### Do this:
Retype the whole listing, please, keeping every line exact and dropping the pictures.

## START Input records

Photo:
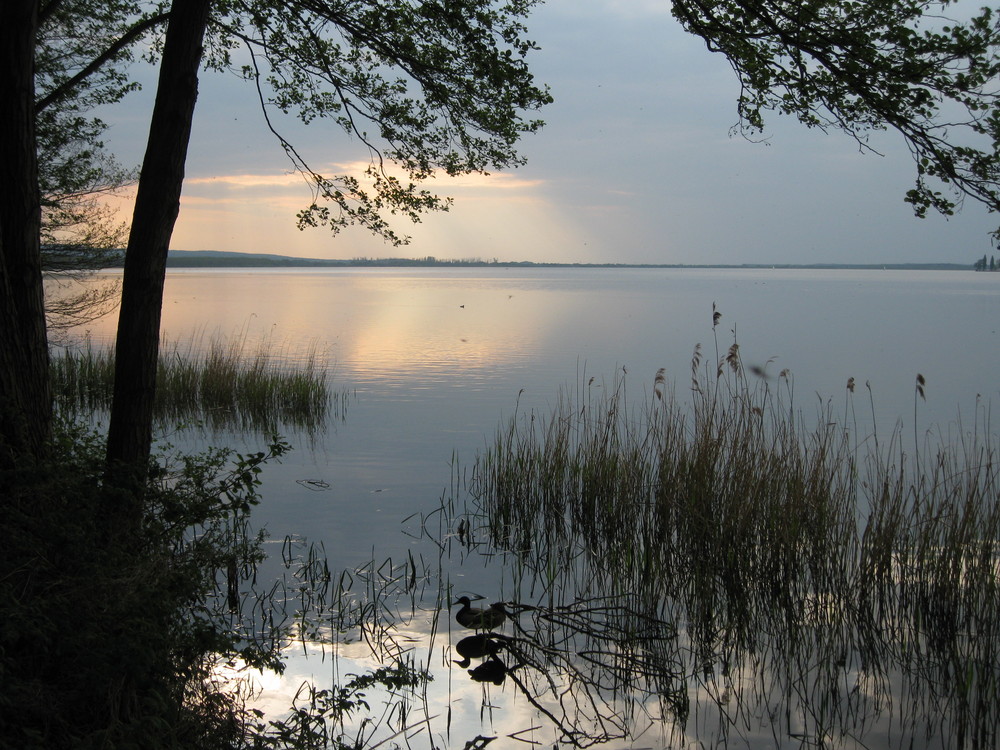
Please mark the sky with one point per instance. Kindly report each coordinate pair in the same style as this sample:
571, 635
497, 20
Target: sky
635, 164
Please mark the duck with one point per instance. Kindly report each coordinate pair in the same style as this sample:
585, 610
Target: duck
479, 618
477, 646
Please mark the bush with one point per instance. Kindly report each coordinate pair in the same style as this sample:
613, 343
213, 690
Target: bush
112, 642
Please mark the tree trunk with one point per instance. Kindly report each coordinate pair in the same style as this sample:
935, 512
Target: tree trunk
156, 207
25, 399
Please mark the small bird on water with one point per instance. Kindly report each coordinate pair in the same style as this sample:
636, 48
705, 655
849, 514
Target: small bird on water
479, 618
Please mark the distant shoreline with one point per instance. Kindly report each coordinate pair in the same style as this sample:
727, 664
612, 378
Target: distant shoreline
219, 259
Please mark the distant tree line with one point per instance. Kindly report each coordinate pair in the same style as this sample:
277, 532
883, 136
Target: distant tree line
986, 265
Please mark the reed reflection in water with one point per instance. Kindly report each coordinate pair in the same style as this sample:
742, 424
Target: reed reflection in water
801, 586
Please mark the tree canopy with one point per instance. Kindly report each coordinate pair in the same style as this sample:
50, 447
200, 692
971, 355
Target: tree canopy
914, 66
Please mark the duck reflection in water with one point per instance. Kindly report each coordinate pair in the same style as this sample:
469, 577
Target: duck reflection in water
477, 646
484, 644
492, 670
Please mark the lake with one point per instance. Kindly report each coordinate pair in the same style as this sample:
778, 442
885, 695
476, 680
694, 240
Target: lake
435, 360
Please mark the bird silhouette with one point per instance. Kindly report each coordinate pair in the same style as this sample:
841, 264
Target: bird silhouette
479, 618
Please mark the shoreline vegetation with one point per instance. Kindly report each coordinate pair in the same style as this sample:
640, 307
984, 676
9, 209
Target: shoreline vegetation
224, 385
220, 259
829, 583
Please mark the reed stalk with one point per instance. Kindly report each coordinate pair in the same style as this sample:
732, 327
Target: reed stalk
226, 385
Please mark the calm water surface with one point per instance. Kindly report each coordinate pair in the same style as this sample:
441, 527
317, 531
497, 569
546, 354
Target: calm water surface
436, 359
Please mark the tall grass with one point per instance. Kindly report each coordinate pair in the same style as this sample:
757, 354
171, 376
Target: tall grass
226, 385
795, 557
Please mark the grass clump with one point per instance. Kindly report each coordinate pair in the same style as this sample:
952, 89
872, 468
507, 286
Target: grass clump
225, 386
795, 558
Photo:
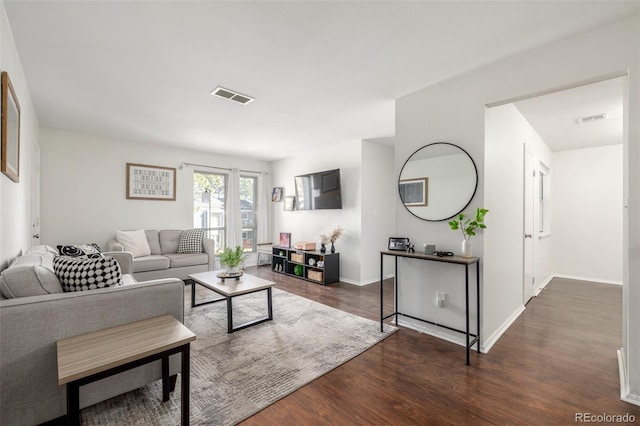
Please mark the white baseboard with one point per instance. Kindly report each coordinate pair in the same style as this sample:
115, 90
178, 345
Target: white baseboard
544, 284
345, 280
435, 331
595, 280
488, 343
622, 371
625, 394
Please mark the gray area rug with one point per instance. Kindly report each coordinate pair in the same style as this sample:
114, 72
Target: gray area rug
233, 376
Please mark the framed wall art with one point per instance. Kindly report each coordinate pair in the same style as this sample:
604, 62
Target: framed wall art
10, 129
276, 194
289, 203
414, 192
146, 182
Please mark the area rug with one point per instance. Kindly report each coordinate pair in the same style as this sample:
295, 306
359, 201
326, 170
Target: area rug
233, 376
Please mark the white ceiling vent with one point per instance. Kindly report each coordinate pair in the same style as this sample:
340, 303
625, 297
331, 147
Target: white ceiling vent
591, 118
231, 95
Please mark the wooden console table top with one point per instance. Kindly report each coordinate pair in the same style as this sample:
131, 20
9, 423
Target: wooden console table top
447, 259
87, 354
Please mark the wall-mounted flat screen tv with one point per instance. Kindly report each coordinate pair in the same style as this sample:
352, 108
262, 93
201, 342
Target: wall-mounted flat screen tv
321, 190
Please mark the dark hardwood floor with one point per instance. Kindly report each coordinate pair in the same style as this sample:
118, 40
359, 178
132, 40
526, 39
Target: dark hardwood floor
556, 361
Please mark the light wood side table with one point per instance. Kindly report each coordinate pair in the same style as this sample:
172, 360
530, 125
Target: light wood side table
89, 357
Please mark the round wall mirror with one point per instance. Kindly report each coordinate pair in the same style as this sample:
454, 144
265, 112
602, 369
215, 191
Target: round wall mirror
438, 181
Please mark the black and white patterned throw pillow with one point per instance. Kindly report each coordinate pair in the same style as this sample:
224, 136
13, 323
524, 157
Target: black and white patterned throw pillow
86, 273
91, 250
191, 241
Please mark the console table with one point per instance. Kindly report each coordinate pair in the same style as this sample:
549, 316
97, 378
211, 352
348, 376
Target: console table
471, 338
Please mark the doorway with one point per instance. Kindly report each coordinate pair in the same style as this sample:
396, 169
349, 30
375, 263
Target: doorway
583, 130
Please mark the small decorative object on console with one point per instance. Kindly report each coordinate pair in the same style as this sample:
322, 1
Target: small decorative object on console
398, 243
305, 245
468, 227
285, 239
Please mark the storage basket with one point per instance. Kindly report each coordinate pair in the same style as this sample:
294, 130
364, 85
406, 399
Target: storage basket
314, 275
305, 245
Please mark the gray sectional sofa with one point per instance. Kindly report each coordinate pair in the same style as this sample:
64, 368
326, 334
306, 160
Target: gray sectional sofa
30, 325
164, 260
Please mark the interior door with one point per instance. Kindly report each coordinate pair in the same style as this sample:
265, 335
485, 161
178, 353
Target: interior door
528, 278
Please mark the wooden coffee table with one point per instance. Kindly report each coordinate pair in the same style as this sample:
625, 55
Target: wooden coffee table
230, 288
93, 356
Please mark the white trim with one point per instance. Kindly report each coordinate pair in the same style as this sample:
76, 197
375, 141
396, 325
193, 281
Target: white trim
595, 280
488, 343
625, 395
358, 283
544, 284
624, 377
435, 331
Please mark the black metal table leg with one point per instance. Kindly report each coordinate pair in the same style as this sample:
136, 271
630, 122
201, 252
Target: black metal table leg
381, 293
466, 301
185, 384
73, 403
165, 378
229, 315
478, 304
395, 290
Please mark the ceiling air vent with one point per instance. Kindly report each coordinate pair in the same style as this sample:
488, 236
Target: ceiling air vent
591, 118
231, 95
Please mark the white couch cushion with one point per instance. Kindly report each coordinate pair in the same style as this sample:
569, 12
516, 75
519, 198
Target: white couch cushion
180, 260
29, 276
153, 238
134, 242
153, 262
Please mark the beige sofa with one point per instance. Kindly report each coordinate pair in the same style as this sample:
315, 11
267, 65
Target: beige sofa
31, 325
163, 260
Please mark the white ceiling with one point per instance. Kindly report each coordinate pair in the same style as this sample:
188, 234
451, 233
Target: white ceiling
321, 72
554, 116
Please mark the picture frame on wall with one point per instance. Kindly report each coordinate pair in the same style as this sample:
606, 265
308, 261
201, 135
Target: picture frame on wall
145, 182
414, 192
10, 130
285, 239
276, 194
289, 203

## END Input records

### Written answer:
Photo:
Please mark the sky with one point per instance. Kindly report each coordinate pair in the same style as this sample:
571, 635
497, 20
Target: sky
635, 164
Please mark the duck with one point per instance. Kindly report each coordinate pair in the same style as this sample:
585, 610
Target: duck
479, 618
477, 646
Please mark the bush with one point per instance. Kindly report each coordinate pair in the same style as this sample:
613, 343
213, 690
Target: bush
112, 642
Please mark the tree trunk with one point per instance. Kindly report each coordinate pair in the same style as this sample:
935, 512
Target: tree trunk
156, 207
25, 399
Please mark the small bird on water with one point per instance. Kindly report each coordinate pair in the same style as this sample:
636, 48
705, 655
849, 514
Target: small bird on water
479, 618
Please mark the distant shoreline with one point per instance. Kindly report each coordinate pair in the same style as this sample:
727, 664
612, 378
Target: distant shoreline
219, 259
Please mark the distant tree line with one point per instance. Kindly report each coordinate pair in the same style as this sample:
277, 532
883, 136
Target: distant tree line
986, 265
Please mark the reed reflection in water with one point per instance. Kindly report each coordinate pair in the same style as this sample:
742, 424
Target: reed reflection in water
801, 586
Please mark the tree canopy with one point per instance. Kindly report each coordinate pair in the same style as this sample:
50, 447
200, 692
971, 355
Target: tree canopy
914, 66
Please mark the duck reflection in water with one point per instance. Kindly report each coordinate pair in the same style as this sample:
469, 577
Target: duck reflection in water
477, 646
484, 644
492, 670
Please mark the lake with one point per instance. Kindly report each coordinate pair in the same style as this sample:
778, 442
885, 695
476, 680
694, 240
Target: lake
435, 360
Please mark the bird silhouette with one point per instance. Kindly report each coordinate pair in the same style as this sample:
841, 264
Target: bird silhouette
479, 618
Please mark the shoreline vegetation with one point per instance. Kindly report each coordinate pair in the same style as this sample:
640, 307
984, 676
9, 209
Target: shoreline vegetation
224, 385
220, 259
829, 583
Please mark the reed stalk with one point per instance. Kindly report each coordinate pair in the same style as this sample:
732, 327
Target: reed stalk
226, 385
Please mark the calm water surface with one point per instance. Kindly report each coordinate pair in the same style as this sample:
441, 527
317, 531
497, 569
546, 354
Target: calm water surface
436, 359
Please mark the tall grass with one point per instance. Kindly report each coordinate pair in the same style as this sample:
757, 354
171, 376
Target: tall grass
226, 385
795, 557
Please mark the grass clump with one point per instance. Kindly report each coordinate pair in the same style as this sample:
952, 89
872, 468
507, 286
Target: grass clump
225, 386
795, 558
Photo:
Please mark the white baseboard with one point per instance. Kindly report each coordinate pair in the same style as this sample:
115, 90
178, 345
Target: white baseboard
544, 284
345, 280
435, 331
595, 280
488, 343
622, 371
625, 394
Please mark the gray area rug with one point per instance. Kindly report each coordinate pair in the same style as this sample:
114, 72
Target: gray area rug
233, 376
Please mark the framed wall art with one point per instance. Kindly report each coordinate pair in the same style as this sample:
604, 62
Target: framed wall art
10, 129
276, 194
289, 203
414, 192
146, 182
Please mark the area rug with one point per instance. Kindly report each coordinate pair in the same style as this sample:
295, 306
359, 201
326, 170
Target: area rug
233, 376
Please mark the white ceiling vent with one point per instance. Kindly report each coordinate pair in the same style as this sample:
340, 303
625, 297
331, 147
Target: white ceiling vent
591, 118
231, 95
Please mark the wooden console table top with one point per instance. Kindly report each coordinate pair in the same style as this sample:
131, 20
9, 423
Target: wooden console table top
447, 259
87, 354
Please mark the wall-mounted flat screen tv with one point per instance. Kindly report each coordinate pair in the same style as this sample:
352, 108
262, 93
201, 342
Target: wall-mounted flat screen tv
321, 190
Please mark the dark hardwood floor with one point per instance. Kindly report each coordinate pair in the same style as this sample:
118, 40
359, 178
132, 40
526, 39
Target: dark hardwood floor
556, 361
Please mark the light wood side table with one point per instance. Kindly report each coordinate pair in the same style as this sample:
172, 360
530, 125
Target: light wood side table
89, 357
Please mark the round wall mirror with one point per instance. Kindly report each coordinate pair in the same style as this sample:
454, 144
265, 112
602, 369
215, 191
Target: round wall mirror
438, 181
Please mark the black and white patterned throw pillow with one point per instance. Kindly report each coordinate pair in the same style as this sample:
224, 136
13, 323
524, 157
Target: black and white patterned throw pillow
86, 273
91, 250
191, 241
Please mark the console table with one point per instance. Kindly report each coordinate pair in the same style as this sample:
549, 316
97, 378
211, 352
348, 376
Target: console table
471, 338
Please mark the doorway with one point per instance. Kindly report each coordinate pair in the same style as this sample:
396, 169
349, 30
375, 263
Target: doorway
583, 130
Please mark the small decorative object on console with one point per instance. Kindly report each coordinate pair in the same style as this sample:
322, 1
Target: small decorative object on console
398, 243
305, 245
468, 227
285, 239
Please mark the storage basket with one point per instance. Kindly report each coordinate pair in the same style as this sample:
294, 130
364, 85
406, 399
Target: storage basket
314, 275
305, 245
Please mark the gray sectional sofa with one point per instance. Kindly report each coordinate pair in the same style as this sample:
64, 368
326, 334
306, 160
Target: gray sectional sofa
30, 325
164, 260
Please mark the interior door with one point per instance. Kindly report each coordinate pair in the same style as this sample:
265, 335
485, 161
178, 353
Target: interior door
528, 278
Please mark the wooden coffee table with one point per instance. Kindly report each coordinate pair in the same style as this sample:
625, 55
Target: wooden coffee table
230, 288
93, 356
Please mark the white trim with one point per instance. Kindly report each coordinate pair in the same style as this sample:
76, 197
375, 141
396, 325
193, 281
Target: white trim
595, 280
488, 343
625, 395
358, 283
544, 284
624, 377
435, 331
Please mark the black metal table leg with one point per instance. Kindly report each coordinate pair in the same style as this sample:
136, 271
630, 122
201, 252
Target: black metal table leg
381, 293
466, 301
185, 384
73, 403
165, 378
229, 315
478, 304
395, 290
Please mark the ceiling air vent with one point per instance. Kindly report each coordinate pair in the same style as this sample:
488, 236
Target: ceiling air vent
591, 118
231, 95
Please mark the white couch cushion with one point per instance. Kindly report each coordinate pair in the same style as this sample:
569, 12
516, 75
519, 198
Target: white couch cushion
180, 260
29, 276
153, 238
134, 242
153, 262
Please mark the beige sofa with one point per instance. Kindly report each coordinate pair in the same style as this sample:
315, 11
267, 65
Target: beige sofa
31, 325
163, 260
Please mark the white ceiling with one point per instance. Kindly report each coordinate pair in the same style as this sample:
188, 234
451, 233
Target: white ceiling
321, 72
554, 116
Please mark the picture frame on wall with one point per instance. Kindly report each coordinate pair in the same style as this sample:
606, 265
308, 261
201, 135
Target: picture frame on wall
145, 182
414, 192
10, 130
285, 239
276, 194
289, 203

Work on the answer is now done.